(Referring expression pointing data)
* * * * * * * * *
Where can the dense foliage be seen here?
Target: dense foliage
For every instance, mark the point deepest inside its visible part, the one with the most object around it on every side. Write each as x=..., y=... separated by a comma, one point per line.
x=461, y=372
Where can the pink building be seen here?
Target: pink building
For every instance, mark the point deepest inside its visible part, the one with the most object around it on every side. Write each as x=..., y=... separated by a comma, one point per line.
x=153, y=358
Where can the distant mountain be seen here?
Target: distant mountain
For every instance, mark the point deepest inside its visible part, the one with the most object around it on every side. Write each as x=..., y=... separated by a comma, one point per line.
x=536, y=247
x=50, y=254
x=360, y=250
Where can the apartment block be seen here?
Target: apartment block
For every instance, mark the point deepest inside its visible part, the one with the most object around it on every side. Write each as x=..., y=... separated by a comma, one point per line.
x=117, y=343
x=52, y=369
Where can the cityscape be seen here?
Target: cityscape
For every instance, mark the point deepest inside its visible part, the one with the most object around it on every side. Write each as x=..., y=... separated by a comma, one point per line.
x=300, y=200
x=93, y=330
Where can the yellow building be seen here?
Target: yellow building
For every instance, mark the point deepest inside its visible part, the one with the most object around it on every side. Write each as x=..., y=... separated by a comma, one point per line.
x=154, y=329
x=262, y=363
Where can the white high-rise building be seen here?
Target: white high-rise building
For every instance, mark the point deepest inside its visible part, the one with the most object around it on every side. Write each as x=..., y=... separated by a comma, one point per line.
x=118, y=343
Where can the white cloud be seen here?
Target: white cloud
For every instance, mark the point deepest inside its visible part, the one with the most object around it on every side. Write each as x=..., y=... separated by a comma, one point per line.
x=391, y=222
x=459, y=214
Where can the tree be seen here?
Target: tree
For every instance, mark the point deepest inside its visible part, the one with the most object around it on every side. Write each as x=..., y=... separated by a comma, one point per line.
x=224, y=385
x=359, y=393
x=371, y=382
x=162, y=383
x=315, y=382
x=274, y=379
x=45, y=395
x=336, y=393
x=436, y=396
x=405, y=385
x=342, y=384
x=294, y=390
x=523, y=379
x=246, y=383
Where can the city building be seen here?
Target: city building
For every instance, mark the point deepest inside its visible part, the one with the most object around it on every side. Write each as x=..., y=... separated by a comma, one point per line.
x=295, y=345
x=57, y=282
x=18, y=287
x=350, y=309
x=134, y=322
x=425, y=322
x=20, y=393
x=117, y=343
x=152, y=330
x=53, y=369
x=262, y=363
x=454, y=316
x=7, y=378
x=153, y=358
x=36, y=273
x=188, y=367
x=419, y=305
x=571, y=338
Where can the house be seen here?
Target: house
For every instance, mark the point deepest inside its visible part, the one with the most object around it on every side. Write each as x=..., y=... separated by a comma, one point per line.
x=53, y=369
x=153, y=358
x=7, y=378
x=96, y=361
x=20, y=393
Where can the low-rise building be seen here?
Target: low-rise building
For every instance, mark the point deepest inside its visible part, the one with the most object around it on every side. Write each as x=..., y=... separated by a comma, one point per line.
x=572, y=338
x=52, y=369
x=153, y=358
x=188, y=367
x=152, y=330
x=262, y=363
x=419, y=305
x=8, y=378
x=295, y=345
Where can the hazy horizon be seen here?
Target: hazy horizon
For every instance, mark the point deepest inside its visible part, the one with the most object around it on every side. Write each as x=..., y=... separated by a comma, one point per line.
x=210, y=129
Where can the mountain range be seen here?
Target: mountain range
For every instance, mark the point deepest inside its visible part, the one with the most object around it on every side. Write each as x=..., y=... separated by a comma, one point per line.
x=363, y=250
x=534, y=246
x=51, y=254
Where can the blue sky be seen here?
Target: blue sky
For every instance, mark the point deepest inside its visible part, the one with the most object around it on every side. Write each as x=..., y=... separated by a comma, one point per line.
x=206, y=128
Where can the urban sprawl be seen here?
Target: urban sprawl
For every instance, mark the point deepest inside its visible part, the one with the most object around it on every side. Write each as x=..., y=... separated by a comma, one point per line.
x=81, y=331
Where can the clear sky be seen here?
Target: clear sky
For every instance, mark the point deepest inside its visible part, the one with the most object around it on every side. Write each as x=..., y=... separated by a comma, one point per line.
* * * * * * * * *
Your answer should be every entry above, repeated exactly.

SOLUTION TO THIS PROBLEM
Where can the dense foliage be seen here?
Target: dense foliage
For every instance, mark the point deepest inside its visible part, the one with the most object around it on every side. Write each as x=..., y=... separated by a comma, one point per line.
x=461, y=372
Where can the pink building be seen here?
Target: pink building
For every instance, mark the point deepest inside its visible part, the one with the most object around it on every side. Write each as x=..., y=... separated by a comma, one point per line.
x=153, y=358
Where can the distant mountain be seen here?
Target: distant mountain
For every instance, mark the point deepest inside its visible part, the one with the most object around it on every side. Write each as x=..., y=... separated by a comma, one point per line.
x=536, y=247
x=50, y=254
x=360, y=250
Where can the apartment block be seen here?
Target: apartment block
For every instance, mark the point deepest inside its visible part, the one with the most object around it on every side. Write each as x=..., y=... separated by a comma, one point per line.
x=117, y=343
x=52, y=369
Where can the cityscape be seen here?
Target: cityscape
For every instance, mark the point deepest inside its visible part, the one with the most object around it on every side. Write each as x=..., y=... separated by a comma, one point per line.
x=300, y=200
x=93, y=330
Where can the yellow building be seen here?
Target: yellow building
For every instance, mark the point deepest inside its visible part, the one with the most object around it on every side. Write each as x=..., y=... separated by a comma, one point per line.
x=154, y=329
x=262, y=363
Where can the white high-rise building be seen here?
Target: white high-rise building
For every instance, mark the point deepest inside its visible part, the one with the most object around it on every side. Write each as x=..., y=... separated by a comma, one point per line.
x=118, y=343
Where can the white cloud be seen here?
Target: white cloud
For every instance, mark the point deepest inside its visible part, the one with the most object around it on every side. Write each as x=..., y=... separated by a comma, one point per line.
x=391, y=222
x=459, y=214
Where can the tree be seen here?
Target: tree
For every instance, mark the point deepest inside its visible part, the one with the most object around it on every side. Write each as x=..., y=... separated by a comma, one point per line.
x=224, y=385
x=359, y=393
x=371, y=382
x=162, y=383
x=315, y=382
x=274, y=379
x=45, y=395
x=336, y=393
x=436, y=396
x=405, y=385
x=342, y=384
x=294, y=390
x=523, y=379
x=246, y=383
Where can the city building be seen here?
Target: city building
For every instance, mark the point deepest inside its visible part, the one with the most object around it on every side. Write each as x=..., y=... separated by a comma, one point per line.
x=295, y=345
x=57, y=282
x=18, y=287
x=350, y=309
x=134, y=322
x=425, y=322
x=20, y=393
x=117, y=343
x=152, y=330
x=53, y=369
x=262, y=363
x=454, y=316
x=7, y=378
x=153, y=358
x=36, y=273
x=188, y=367
x=419, y=305
x=571, y=338
Where can the house be seen here?
Target: house
For every instance, mark the point deepest inside its visible part, the one with the most object around it on every side. Write each as x=..., y=... separated by a comma, one point per line.
x=53, y=369
x=153, y=358
x=7, y=378
x=96, y=361
x=20, y=393
Where can the low-rise building be seen here?
Target: low-rise building
For every instance, mark the point deepest inside its visible part, the one with the most object around it on every side. Write each as x=..., y=... separated by a comma, one point per line.
x=572, y=338
x=52, y=369
x=153, y=358
x=188, y=367
x=152, y=330
x=262, y=363
x=419, y=305
x=8, y=378
x=295, y=345
Where can the hazy horizon be seen here?
Target: hazy horizon
For every instance, mark the point deepest inside its visible part, the one with the most object around it on every side. Write each as x=..., y=... separated by a comma, one point per line.
x=210, y=129
Where can the mountain range be seen here?
Target: mountain range
For every instance, mark the point deepest inside its visible part, the one with the most object around it on every side. Write each as x=..., y=... separated by a comma, one point per line.
x=363, y=250
x=534, y=246
x=51, y=254
Where can the blue sky be seen here?
Target: blue sky
For every instance, mark the point deepest inside its visible part, the one with the most object around it on every side. Write each as x=..., y=... separated by a comma, one point per line.
x=206, y=128
Where can the urban sprawl be seen here?
Target: urban sprawl
For every instance, mark the point deepest inside its visible part, the one with the most object around it on every side. Write each as x=..., y=... separated by a comma, one point per line.
x=81, y=331
Where can the clear sky be seen here?
Target: clear sky
For every instance, mark the point deepest inside its visible part, the one with the most object around it on every side. Write each as x=..., y=... separated by a comma, one point per line.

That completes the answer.